### Document excerpt:
OP, I think you have had lots of great advice on this thread.

This that you wrote earlier is very honest of you but very worrying too "I always thought that if I had a daughter, she's be there for me and I've always wanted a girl for that mother-daughter relationship"

For one, if you had another baby, it might be a boy of course you know that but far far more important is why on earth you would push this fantasy onto a girl, you know you could end up as the sort of narc mother discussed on the Stately Homes thread?

I hope you get a chance to examine these fantasies in counselling.

It sounds like you really need to expand your horizons and try to become at peace with who you are and what you bring to the world without seeing yourself reflected only in relationships with others? Get out there and find some people you can laugh and joke with if your DH cannot be that man.

nambysm · 13/06/2012 22:39

I'm sorry to say this and I feel you've had quite a tough time on here, but I often find that people will post about relationship advice on here, clearly wanting opinions from strangers - yet when the strangers say things that they don't like suddenly they're unable to comment as they are merely strangers from cyberspace and not worth listening to.

What response did you want, op?

toptramp · 13/06/2012 23:15

If you want another baby divorce your husband and get a proper sperm donor; from a bank if need be. Better to be a single parent than in a loveless marriage.

nambysm · 14/06/2012 08:11

I also don't think that it's very healthy to think of a daughter as "always there for you" even in my thirties I wouldn't want to be my mums support person tbh. Maybe that's the wrong way to feel but certainly a child/teen girl wouldn't need that kind of pressure. Kids need to be a bit selfish in that regard IMO.

### Jobs:
- a) In the forum thread excerpt, where does the advice say a sperm donor could come from if need be?
- b) Reproduce the forum thread excerpt between "It sounds like" and "you want, op?", inclusive, substituting "outsiders" for "strangers".

### Dataset extract:
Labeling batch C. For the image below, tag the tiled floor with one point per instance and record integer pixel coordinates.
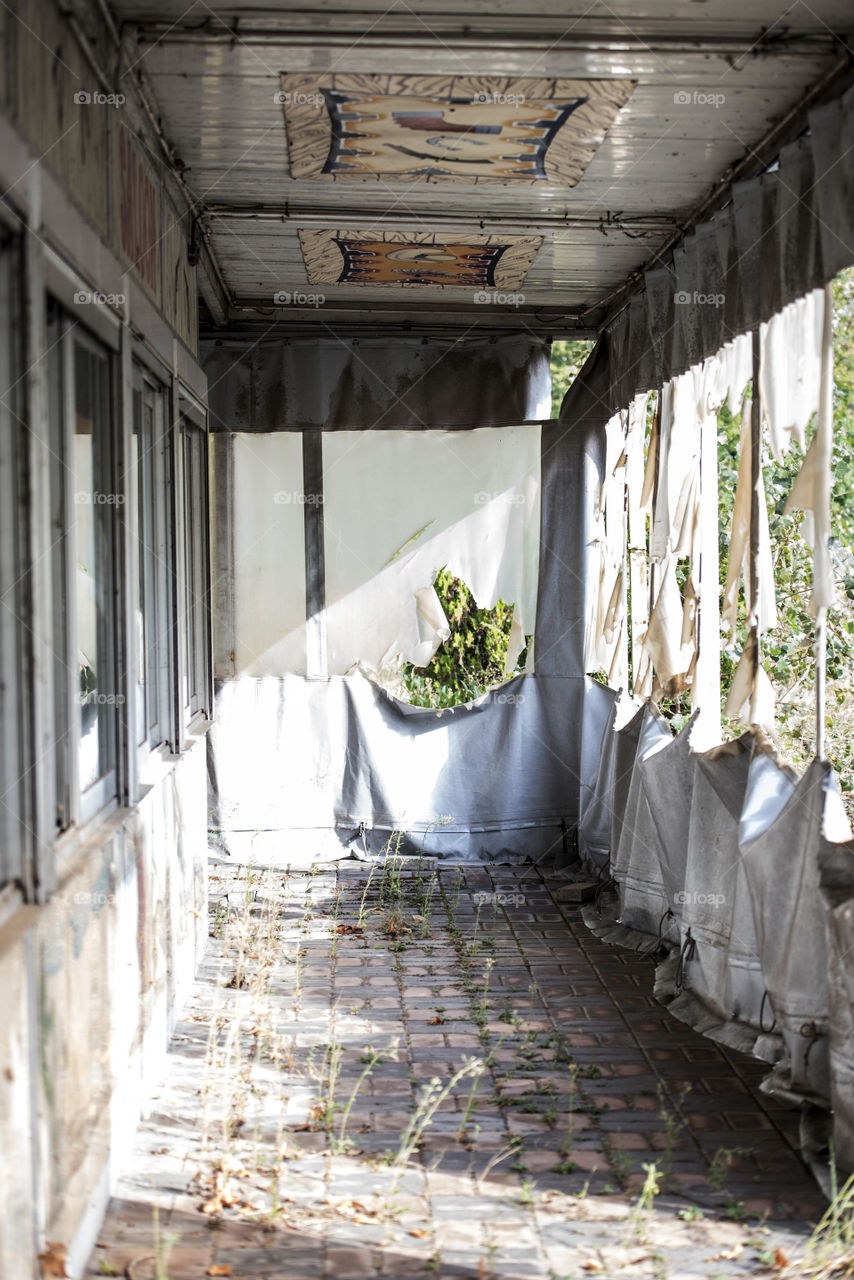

### Task-by-task answers:
- a) From a bank.

- b)
It sounds like you really need to expand your horizons and try to become at peace with who you are and what you bring to the world without seeing yourself reflected only in relationships with others? Get out there and find some people you can laugh and joke with if your DH cannot be that man.

nambysm · 13/06/2012 22:39

I'm sorry to say this and I feel you've had quite a tough time on here, but I often find that people will post about relationship advice on here, clearly wanting opinions from outsiders - yet when the outsiders say things that they don't like suddenly they're unable to comment as they are merely outsiders from cyberspace and not worth listening to.

What response did you want, op?